**正文部分**
博客基于Algolia实现全站搜索功能

前言

我的博客是基于vuepress2搭建的，内置的搜索只会提取文档的标题（h1、h2、h3）构建搜索索引，搜索的内容不全，所以换成Algolia DocSearch来实现搜索功能

Algolia

Algolia是一个数据库实时搜索服务，能够提供毫秒级的数据库搜索服务，并且其服务能以 API 的形式方便地布局到网页、客户端、APP 等多种场景。

VuePress 的官方文档就是使用的 Algolia 搜索，使用 Algolia 搜索最大的好处就是方便，它会自动爬取网站的页面内容并构建索引，你只用申请一个 Algolia 服务，在网站上添加一些代码，就像添加统计代码一样，然后就可以实现一个全文搜索功能。

Image text

Algolia DocSearch

Algolia DocSearch 是 Algolia 提供的自动化的全文搜索服务，DocSearch 会定时爬取指定网站（通常就是我们的文档网站）上的内容，自动构建搜索索引，不需要繁琐的配置，操作简单，用户只需要用相关的 API 直接调用就行了。

**任务要求 1**
把上面讲Algolia搜索的正文完整抄写一遍，一个字都不要改。
这些行跟正文内容没有任何关系。

**原始材料**
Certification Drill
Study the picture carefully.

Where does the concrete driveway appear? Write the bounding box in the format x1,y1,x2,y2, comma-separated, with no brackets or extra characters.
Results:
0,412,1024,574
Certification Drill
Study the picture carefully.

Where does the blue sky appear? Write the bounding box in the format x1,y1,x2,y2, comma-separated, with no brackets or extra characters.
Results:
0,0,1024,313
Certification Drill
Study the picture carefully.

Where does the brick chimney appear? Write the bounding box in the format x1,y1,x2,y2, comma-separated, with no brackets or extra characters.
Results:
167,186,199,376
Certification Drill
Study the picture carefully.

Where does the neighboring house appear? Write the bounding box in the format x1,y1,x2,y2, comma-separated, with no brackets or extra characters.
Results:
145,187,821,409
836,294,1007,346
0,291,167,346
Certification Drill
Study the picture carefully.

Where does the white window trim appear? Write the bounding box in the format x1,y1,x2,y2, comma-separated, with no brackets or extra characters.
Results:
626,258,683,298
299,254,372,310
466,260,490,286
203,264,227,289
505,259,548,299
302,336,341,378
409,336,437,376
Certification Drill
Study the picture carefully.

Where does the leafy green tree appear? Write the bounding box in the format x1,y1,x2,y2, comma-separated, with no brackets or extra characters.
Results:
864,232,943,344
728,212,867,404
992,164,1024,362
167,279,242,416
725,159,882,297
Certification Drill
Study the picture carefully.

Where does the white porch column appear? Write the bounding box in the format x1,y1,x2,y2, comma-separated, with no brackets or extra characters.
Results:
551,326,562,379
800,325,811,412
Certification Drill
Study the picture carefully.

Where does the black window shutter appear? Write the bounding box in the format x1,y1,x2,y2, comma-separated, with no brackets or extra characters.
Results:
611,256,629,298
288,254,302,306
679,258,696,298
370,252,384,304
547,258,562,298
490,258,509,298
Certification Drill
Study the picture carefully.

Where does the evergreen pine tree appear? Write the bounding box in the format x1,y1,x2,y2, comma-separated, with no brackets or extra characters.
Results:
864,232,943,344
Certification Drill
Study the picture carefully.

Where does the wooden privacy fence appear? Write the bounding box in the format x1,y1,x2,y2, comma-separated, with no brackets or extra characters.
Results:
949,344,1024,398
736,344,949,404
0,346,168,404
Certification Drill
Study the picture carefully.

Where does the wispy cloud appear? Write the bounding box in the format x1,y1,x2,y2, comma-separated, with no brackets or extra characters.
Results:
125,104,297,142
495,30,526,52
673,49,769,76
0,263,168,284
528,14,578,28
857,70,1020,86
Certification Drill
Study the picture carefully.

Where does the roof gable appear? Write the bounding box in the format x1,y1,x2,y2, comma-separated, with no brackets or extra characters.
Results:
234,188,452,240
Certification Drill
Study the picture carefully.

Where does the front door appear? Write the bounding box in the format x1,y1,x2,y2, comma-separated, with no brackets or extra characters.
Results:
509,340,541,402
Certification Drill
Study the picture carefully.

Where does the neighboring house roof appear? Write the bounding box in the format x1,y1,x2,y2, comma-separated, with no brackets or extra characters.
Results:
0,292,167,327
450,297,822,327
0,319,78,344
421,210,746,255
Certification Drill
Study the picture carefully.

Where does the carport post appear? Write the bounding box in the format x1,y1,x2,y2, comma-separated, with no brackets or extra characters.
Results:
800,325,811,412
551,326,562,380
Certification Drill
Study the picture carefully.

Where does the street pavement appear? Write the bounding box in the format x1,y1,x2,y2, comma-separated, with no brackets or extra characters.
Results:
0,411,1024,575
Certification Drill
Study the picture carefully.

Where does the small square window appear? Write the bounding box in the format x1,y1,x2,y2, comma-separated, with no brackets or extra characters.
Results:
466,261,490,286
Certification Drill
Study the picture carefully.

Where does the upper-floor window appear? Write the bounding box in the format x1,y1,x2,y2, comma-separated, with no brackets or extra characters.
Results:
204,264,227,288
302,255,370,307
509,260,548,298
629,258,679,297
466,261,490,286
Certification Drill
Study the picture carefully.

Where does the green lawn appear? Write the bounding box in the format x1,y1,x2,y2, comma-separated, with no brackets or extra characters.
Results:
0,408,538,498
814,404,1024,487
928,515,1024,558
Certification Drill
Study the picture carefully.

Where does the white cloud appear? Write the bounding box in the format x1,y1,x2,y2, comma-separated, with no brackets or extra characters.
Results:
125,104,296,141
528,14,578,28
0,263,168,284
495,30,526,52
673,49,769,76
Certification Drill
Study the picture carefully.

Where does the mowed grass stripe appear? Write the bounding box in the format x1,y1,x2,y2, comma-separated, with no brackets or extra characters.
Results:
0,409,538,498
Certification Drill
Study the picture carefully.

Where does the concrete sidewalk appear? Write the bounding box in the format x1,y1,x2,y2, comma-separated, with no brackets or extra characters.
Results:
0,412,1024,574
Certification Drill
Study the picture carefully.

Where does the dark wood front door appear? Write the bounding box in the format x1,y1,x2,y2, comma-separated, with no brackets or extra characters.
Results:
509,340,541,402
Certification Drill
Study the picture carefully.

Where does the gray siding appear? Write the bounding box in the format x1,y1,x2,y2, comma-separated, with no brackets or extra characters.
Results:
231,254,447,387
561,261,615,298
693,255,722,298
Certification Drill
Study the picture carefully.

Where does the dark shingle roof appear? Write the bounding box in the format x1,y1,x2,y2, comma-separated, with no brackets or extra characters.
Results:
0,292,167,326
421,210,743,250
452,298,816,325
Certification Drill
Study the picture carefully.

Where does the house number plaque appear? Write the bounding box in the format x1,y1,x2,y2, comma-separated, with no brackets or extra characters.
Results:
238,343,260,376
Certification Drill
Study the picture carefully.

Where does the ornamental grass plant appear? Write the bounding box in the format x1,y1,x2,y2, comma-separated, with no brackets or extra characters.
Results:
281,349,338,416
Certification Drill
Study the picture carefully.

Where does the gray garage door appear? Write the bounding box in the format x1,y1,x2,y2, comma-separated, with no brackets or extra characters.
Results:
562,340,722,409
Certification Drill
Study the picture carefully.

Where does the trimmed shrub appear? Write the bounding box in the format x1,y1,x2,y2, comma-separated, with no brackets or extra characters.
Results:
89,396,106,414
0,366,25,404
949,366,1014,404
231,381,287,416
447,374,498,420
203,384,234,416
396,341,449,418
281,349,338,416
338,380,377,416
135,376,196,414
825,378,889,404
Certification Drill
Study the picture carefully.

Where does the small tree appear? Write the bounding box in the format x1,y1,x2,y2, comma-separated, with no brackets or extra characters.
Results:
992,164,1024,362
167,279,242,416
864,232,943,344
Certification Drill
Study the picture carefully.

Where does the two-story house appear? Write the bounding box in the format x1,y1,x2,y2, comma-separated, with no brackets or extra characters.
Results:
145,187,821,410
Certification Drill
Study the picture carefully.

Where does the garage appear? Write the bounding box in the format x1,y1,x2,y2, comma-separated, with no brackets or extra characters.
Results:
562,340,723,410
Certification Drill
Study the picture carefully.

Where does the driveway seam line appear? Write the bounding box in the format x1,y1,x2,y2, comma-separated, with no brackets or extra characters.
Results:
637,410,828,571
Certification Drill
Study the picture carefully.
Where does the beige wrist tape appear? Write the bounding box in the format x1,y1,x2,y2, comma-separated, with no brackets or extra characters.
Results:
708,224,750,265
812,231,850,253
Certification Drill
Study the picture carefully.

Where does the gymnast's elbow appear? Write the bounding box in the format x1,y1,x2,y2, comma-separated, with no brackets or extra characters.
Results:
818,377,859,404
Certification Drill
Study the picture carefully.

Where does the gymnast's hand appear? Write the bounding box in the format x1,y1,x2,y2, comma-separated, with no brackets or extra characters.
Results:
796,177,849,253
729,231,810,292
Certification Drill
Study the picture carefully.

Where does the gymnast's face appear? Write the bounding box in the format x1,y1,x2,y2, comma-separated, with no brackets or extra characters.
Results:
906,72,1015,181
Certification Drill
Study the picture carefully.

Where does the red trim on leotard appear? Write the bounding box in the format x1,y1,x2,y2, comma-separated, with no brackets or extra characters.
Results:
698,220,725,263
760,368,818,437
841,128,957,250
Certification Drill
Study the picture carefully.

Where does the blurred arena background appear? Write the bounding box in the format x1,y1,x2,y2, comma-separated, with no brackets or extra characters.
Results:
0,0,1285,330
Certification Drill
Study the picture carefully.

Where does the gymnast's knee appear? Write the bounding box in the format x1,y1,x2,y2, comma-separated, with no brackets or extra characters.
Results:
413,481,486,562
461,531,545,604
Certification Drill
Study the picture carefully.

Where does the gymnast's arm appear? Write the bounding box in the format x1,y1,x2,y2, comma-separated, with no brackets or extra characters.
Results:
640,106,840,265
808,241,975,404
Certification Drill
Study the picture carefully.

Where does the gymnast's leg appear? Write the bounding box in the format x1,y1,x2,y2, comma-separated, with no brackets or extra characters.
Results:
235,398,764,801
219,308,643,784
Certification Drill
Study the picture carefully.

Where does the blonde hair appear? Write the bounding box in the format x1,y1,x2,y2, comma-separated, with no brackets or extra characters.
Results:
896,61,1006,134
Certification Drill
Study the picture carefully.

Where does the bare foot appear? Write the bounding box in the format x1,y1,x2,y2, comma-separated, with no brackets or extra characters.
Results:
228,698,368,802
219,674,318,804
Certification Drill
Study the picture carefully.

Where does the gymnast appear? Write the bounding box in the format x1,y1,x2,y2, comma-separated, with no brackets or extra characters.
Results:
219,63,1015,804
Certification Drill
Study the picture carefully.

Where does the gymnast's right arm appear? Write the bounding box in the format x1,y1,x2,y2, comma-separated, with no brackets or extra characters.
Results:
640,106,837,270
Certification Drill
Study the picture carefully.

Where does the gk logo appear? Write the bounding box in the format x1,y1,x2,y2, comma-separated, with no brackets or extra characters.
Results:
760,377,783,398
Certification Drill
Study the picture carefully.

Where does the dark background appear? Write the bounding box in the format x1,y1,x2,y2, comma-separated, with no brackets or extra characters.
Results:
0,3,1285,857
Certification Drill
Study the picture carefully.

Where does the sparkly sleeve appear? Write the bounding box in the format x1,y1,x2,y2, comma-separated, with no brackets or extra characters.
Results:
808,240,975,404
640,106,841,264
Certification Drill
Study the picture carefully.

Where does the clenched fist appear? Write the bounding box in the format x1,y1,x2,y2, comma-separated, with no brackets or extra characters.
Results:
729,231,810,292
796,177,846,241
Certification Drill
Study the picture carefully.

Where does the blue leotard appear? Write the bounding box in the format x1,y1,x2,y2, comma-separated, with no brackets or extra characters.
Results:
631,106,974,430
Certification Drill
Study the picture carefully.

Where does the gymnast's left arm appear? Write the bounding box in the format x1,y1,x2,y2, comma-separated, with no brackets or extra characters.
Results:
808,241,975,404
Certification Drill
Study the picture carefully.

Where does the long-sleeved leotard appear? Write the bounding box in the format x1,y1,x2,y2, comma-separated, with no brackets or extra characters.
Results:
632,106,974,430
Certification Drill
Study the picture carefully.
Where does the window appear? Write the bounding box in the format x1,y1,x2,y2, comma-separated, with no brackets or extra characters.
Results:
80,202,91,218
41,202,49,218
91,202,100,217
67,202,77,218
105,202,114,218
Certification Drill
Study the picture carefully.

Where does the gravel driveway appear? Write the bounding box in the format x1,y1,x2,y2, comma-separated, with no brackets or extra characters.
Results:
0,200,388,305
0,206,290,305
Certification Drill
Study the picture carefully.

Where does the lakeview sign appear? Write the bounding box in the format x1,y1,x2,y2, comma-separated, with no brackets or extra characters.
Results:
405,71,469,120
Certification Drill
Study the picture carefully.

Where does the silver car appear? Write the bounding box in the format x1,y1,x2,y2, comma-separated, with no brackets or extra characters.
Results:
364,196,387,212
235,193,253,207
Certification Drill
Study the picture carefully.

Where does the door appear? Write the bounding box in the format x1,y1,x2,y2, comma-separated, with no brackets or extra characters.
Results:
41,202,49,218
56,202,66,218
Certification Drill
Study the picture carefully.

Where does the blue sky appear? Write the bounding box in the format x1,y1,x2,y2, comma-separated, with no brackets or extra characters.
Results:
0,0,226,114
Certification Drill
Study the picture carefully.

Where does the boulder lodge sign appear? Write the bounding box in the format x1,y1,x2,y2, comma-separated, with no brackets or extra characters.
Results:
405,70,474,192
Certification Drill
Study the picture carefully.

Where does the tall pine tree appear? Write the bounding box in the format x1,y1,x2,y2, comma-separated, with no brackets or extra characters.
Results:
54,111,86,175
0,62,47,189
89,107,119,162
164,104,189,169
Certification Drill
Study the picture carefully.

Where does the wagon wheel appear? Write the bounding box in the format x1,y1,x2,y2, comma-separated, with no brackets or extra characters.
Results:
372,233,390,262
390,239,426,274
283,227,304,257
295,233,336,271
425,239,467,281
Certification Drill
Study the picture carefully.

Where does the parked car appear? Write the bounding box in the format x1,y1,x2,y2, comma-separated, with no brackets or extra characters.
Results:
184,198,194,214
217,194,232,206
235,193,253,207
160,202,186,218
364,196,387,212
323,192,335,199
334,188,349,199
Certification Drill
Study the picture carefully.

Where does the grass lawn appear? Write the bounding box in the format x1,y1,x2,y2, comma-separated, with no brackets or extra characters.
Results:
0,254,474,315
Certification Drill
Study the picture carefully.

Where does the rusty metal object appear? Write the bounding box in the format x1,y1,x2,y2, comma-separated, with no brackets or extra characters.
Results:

**任务要求 2**
把正文后面那些行从第一行起，到含有“0,0,1024,313”的那一行为止，原样重复一遍，头尾两行都算在内。

**完整结果 1**
博客基于Algolia实现全站搜索功能

前言

我的博客是基于vuepress2搭建的，内置的搜索只会提取文档的标题（h1、h2、h3）构建搜索索引，搜索的内容不全，所以换成Algolia DocSearch来实现搜索功能

Algolia

Algolia是一个数据库实时搜索服务，能够提供毫秒级的数据库搜索服务，并且其服务能以 API 的形式方便地布局到网页、客户端、APP 等多种场景。

VuePress 的官方文档就是使用的 Algolia 搜索，使用 Algolia 搜索最大的好处就是方便，它会自动爬取网站的页面内容并构建索引，你只用申请一个 Algolia 服务，在网站上添加一些代码，就像添加统计代码一样，然后就可以实现一个全文搜索功能。

Image text

Algolia DocSearch

Algolia DocSearch 是 Algolia 提供的自动化的全文搜索服务，DocSearch 会定时爬取指定网站（通常就是我们的文档网站）上的内容，自动构建搜索索引，不需要繁琐的配置，操作简单，用户只需要用相关的 API 直接调用就行了。

**完整结果 2**
Certification Drill
Study the picture carefully.

Where does the concrete driveway appear? Write the bounding box in the format x1,y1,x2,y2, comma-separated, with no brackets or extra characters.
Results:
0,412,1024,574
Certification Drill
Study the picture carefully.

Where does the blue sky appear? Write the bounding box in the format x1,y1,x2,y2, comma-separated, with no brackets or extra characters.
Results:
0,0,1024,313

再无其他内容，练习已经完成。